- [EXERCISE REQUIREMENTS]
Extract every line of the items below that contains the word "fire". Case counts, so copy only lines where the string matches exactly in uppercase and lowercase.

- [GIVEN INFORMATION]
════════════════

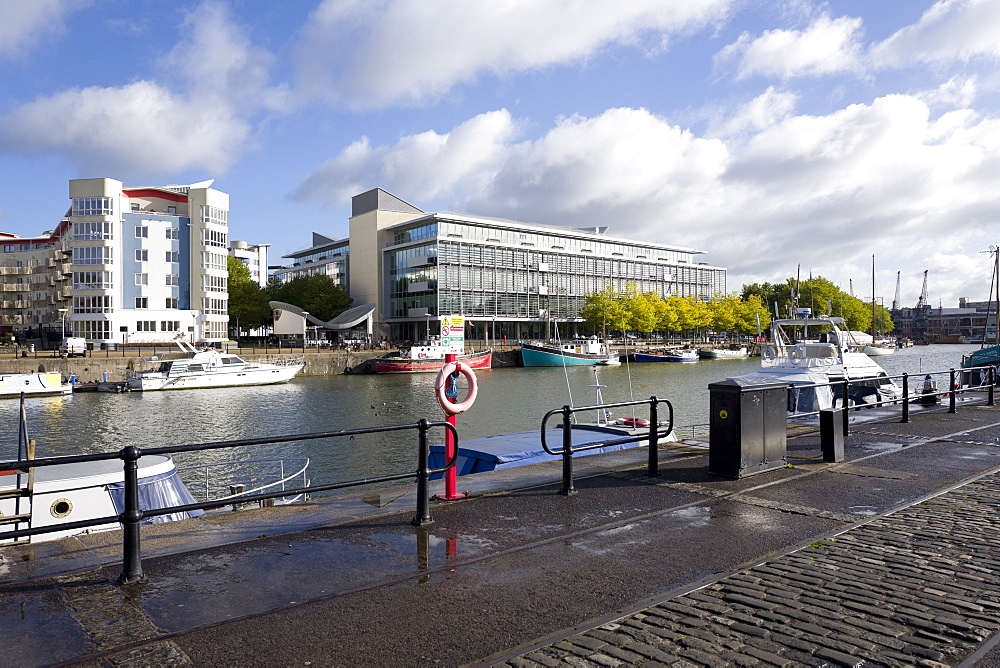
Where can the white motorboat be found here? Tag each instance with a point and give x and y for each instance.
(41, 384)
(809, 350)
(47, 496)
(210, 368)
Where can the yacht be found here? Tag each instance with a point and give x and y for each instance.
(209, 368)
(808, 350)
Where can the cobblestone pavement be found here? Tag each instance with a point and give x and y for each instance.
(918, 587)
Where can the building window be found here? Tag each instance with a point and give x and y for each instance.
(92, 329)
(92, 280)
(213, 214)
(92, 231)
(92, 255)
(96, 304)
(92, 206)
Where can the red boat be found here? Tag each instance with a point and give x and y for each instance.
(428, 357)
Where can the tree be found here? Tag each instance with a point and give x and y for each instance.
(317, 294)
(248, 307)
(598, 308)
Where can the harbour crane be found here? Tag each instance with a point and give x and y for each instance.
(895, 300)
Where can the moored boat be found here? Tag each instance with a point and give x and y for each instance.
(577, 352)
(732, 352)
(428, 357)
(210, 368)
(810, 350)
(40, 384)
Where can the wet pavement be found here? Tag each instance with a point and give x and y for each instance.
(886, 558)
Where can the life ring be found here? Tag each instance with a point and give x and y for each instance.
(442, 381)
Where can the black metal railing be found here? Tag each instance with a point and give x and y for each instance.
(132, 514)
(567, 451)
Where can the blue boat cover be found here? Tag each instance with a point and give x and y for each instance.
(497, 452)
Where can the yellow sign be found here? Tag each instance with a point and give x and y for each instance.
(453, 334)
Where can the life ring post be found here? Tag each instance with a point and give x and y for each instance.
(452, 407)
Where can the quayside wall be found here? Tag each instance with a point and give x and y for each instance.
(96, 364)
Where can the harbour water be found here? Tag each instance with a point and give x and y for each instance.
(513, 399)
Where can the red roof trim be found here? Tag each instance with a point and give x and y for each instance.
(159, 194)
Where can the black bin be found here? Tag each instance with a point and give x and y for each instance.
(747, 427)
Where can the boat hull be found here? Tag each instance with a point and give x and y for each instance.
(537, 356)
(264, 375)
(478, 361)
(12, 385)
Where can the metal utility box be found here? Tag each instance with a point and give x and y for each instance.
(747, 427)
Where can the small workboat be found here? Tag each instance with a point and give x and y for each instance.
(730, 352)
(41, 384)
(576, 352)
(428, 357)
(209, 367)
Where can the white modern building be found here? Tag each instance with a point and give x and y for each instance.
(254, 256)
(128, 265)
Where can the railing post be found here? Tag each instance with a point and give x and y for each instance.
(130, 518)
(654, 429)
(846, 413)
(567, 488)
(423, 516)
(906, 398)
(951, 392)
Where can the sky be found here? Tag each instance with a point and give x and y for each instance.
(779, 136)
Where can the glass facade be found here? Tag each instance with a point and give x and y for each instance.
(481, 270)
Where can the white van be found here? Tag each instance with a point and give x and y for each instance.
(73, 345)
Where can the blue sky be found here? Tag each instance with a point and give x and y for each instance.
(769, 133)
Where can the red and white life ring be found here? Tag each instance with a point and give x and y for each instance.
(442, 380)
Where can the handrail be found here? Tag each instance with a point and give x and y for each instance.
(131, 515)
(567, 450)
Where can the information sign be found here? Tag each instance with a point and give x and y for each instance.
(453, 334)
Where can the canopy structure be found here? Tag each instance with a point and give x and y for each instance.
(290, 319)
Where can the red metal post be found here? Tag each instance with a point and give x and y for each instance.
(451, 475)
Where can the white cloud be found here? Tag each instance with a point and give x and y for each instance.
(762, 112)
(26, 23)
(951, 30)
(130, 131)
(826, 46)
(367, 53)
(824, 191)
(145, 127)
(435, 165)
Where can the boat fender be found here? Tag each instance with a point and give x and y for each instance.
(442, 381)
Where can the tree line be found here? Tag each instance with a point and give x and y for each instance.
(824, 298)
(632, 311)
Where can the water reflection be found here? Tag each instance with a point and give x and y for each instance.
(509, 400)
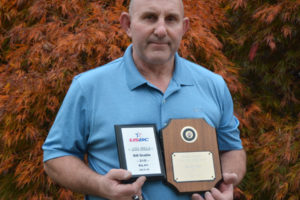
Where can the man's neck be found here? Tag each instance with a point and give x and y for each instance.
(157, 74)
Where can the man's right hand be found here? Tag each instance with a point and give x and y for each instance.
(113, 188)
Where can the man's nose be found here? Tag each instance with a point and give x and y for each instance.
(160, 29)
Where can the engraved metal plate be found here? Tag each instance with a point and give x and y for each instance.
(193, 166)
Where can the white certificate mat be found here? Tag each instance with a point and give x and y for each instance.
(139, 150)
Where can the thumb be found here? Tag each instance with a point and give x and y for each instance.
(118, 174)
(230, 178)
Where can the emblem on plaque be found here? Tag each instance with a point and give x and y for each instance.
(189, 134)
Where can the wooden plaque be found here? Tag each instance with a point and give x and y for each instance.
(191, 155)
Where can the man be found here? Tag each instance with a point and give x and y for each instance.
(149, 84)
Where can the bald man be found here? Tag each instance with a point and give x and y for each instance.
(150, 84)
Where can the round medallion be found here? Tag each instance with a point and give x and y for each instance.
(189, 134)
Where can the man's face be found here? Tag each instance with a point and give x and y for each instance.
(156, 28)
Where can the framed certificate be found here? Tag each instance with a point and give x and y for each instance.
(139, 151)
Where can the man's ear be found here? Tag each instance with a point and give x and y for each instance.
(186, 25)
(125, 22)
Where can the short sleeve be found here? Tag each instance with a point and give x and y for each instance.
(69, 132)
(228, 132)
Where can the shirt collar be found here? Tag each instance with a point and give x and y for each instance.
(134, 78)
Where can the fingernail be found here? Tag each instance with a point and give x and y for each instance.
(207, 194)
(127, 174)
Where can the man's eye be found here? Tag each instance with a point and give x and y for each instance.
(150, 17)
(171, 19)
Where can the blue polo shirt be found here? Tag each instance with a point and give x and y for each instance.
(117, 93)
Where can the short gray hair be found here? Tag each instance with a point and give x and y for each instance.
(131, 5)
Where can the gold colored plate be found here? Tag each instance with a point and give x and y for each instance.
(193, 166)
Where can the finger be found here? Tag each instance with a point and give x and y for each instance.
(197, 197)
(118, 174)
(208, 196)
(230, 178)
(226, 194)
(139, 182)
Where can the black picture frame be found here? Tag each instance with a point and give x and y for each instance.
(124, 147)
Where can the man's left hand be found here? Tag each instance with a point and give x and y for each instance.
(225, 191)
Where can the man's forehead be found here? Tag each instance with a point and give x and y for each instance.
(173, 5)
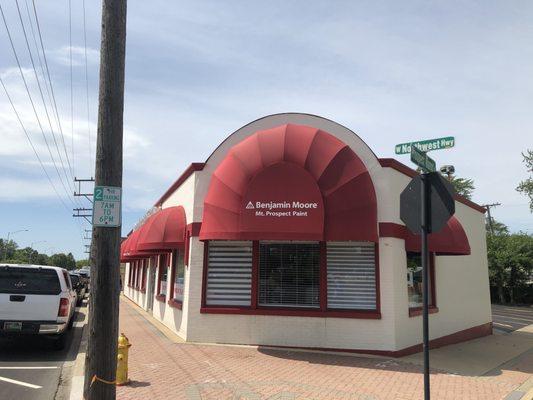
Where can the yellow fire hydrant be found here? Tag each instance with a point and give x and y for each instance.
(122, 360)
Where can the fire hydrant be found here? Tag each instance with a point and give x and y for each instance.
(122, 360)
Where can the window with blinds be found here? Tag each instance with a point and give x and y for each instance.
(289, 274)
(229, 273)
(351, 275)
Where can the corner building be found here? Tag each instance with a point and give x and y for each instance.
(290, 235)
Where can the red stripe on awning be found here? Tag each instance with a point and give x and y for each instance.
(291, 163)
(163, 231)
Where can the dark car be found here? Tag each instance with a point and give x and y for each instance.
(79, 286)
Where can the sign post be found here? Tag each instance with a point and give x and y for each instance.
(426, 204)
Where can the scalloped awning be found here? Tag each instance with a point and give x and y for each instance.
(163, 231)
(291, 182)
(450, 240)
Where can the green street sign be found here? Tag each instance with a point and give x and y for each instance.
(421, 159)
(107, 206)
(426, 145)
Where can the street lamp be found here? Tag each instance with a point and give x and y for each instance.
(8, 236)
(31, 247)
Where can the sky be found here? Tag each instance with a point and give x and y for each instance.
(391, 71)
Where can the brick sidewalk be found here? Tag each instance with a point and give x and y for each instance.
(161, 369)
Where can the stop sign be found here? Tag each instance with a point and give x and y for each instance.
(441, 205)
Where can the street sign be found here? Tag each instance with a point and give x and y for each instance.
(426, 145)
(107, 206)
(426, 204)
(441, 203)
(421, 159)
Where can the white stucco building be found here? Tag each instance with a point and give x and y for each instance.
(290, 235)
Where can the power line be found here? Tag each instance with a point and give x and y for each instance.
(31, 143)
(71, 86)
(32, 103)
(87, 83)
(42, 95)
(51, 87)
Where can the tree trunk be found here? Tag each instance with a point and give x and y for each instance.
(501, 294)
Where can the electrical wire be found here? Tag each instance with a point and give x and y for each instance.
(87, 84)
(71, 187)
(51, 87)
(32, 145)
(32, 103)
(71, 85)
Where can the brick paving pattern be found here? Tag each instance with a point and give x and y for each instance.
(161, 369)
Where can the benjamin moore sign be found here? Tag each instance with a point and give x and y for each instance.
(106, 207)
(281, 209)
(426, 145)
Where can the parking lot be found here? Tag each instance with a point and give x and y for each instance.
(30, 369)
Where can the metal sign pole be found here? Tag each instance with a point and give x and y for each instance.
(426, 228)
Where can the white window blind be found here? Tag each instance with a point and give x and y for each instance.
(289, 274)
(351, 275)
(229, 273)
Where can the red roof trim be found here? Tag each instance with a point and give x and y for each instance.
(404, 169)
(188, 172)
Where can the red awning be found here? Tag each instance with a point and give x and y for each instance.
(130, 251)
(450, 240)
(163, 231)
(291, 182)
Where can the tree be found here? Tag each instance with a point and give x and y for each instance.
(499, 228)
(82, 263)
(510, 260)
(526, 186)
(463, 186)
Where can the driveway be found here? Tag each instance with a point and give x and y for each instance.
(161, 368)
(511, 318)
(31, 369)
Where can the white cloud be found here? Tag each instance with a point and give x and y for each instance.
(62, 56)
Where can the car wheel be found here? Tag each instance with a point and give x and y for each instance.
(60, 342)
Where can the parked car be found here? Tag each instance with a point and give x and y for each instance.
(79, 285)
(36, 300)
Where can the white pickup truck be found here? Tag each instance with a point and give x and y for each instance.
(36, 300)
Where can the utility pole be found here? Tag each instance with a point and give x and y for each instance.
(488, 206)
(101, 356)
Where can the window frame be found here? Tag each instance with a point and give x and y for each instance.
(433, 308)
(162, 264)
(323, 311)
(174, 255)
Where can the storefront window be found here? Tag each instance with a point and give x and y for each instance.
(179, 275)
(163, 274)
(229, 278)
(351, 275)
(414, 280)
(289, 274)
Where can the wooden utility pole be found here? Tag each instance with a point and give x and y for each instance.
(101, 356)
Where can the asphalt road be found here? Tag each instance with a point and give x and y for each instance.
(30, 369)
(511, 318)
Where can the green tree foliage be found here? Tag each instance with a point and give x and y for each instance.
(526, 186)
(463, 186)
(510, 258)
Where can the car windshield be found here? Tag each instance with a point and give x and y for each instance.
(29, 280)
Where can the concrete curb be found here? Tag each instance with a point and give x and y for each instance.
(77, 381)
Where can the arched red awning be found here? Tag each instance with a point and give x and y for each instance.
(130, 251)
(292, 182)
(163, 231)
(450, 240)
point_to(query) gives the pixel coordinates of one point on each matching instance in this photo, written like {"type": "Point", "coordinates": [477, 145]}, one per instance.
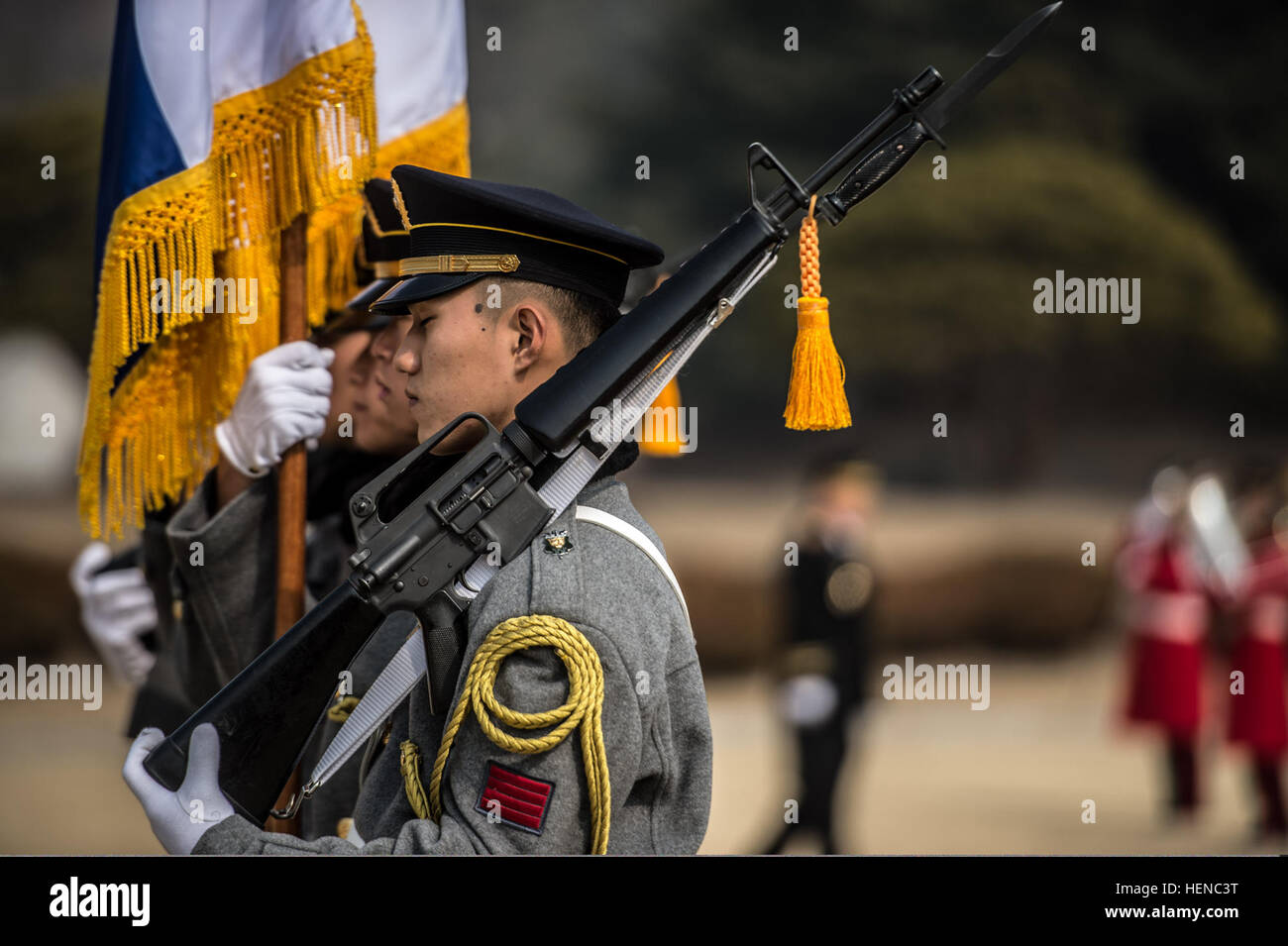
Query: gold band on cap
{"type": "Point", "coordinates": [520, 233]}
{"type": "Point", "coordinates": [460, 263]}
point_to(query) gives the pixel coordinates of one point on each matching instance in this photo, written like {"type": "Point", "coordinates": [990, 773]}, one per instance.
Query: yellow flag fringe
{"type": "Point", "coordinates": [297, 146]}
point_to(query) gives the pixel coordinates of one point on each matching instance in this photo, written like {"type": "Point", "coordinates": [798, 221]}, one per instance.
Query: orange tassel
{"type": "Point", "coordinates": [662, 437]}
{"type": "Point", "coordinates": [815, 396]}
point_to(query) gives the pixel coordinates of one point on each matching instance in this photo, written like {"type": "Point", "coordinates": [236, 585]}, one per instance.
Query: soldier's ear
{"type": "Point", "coordinates": [532, 325]}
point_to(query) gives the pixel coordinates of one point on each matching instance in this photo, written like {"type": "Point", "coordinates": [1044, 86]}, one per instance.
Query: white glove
{"type": "Point", "coordinates": [179, 817]}
{"type": "Point", "coordinates": [117, 607]}
{"type": "Point", "coordinates": [809, 700]}
{"type": "Point", "coordinates": [284, 399]}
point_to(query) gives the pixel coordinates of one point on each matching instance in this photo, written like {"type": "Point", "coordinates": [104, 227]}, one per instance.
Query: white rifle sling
{"type": "Point", "coordinates": [407, 667]}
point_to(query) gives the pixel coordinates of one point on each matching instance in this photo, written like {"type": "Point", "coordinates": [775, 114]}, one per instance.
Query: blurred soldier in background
{"type": "Point", "coordinates": [211, 560]}
{"type": "Point", "coordinates": [1258, 710]}
{"type": "Point", "coordinates": [828, 598]}
{"type": "Point", "coordinates": [1167, 620]}
{"type": "Point", "coordinates": [128, 597]}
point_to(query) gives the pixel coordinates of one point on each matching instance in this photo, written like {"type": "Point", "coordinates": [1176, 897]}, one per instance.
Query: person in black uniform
{"type": "Point", "coordinates": [828, 596]}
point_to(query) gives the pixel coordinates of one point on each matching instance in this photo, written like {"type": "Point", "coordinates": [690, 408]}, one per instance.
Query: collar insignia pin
{"type": "Point", "coordinates": [557, 542]}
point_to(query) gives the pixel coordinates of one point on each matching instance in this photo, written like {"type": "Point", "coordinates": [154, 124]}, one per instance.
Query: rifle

════════════════

- [COMPLETED TASK]
Where can the yellow fire hydrant be found here? Tag each instance with a point and give x and y for each instance.
Where can the fire hydrant be found here? Tag each instance with a point and give x and y for each instance.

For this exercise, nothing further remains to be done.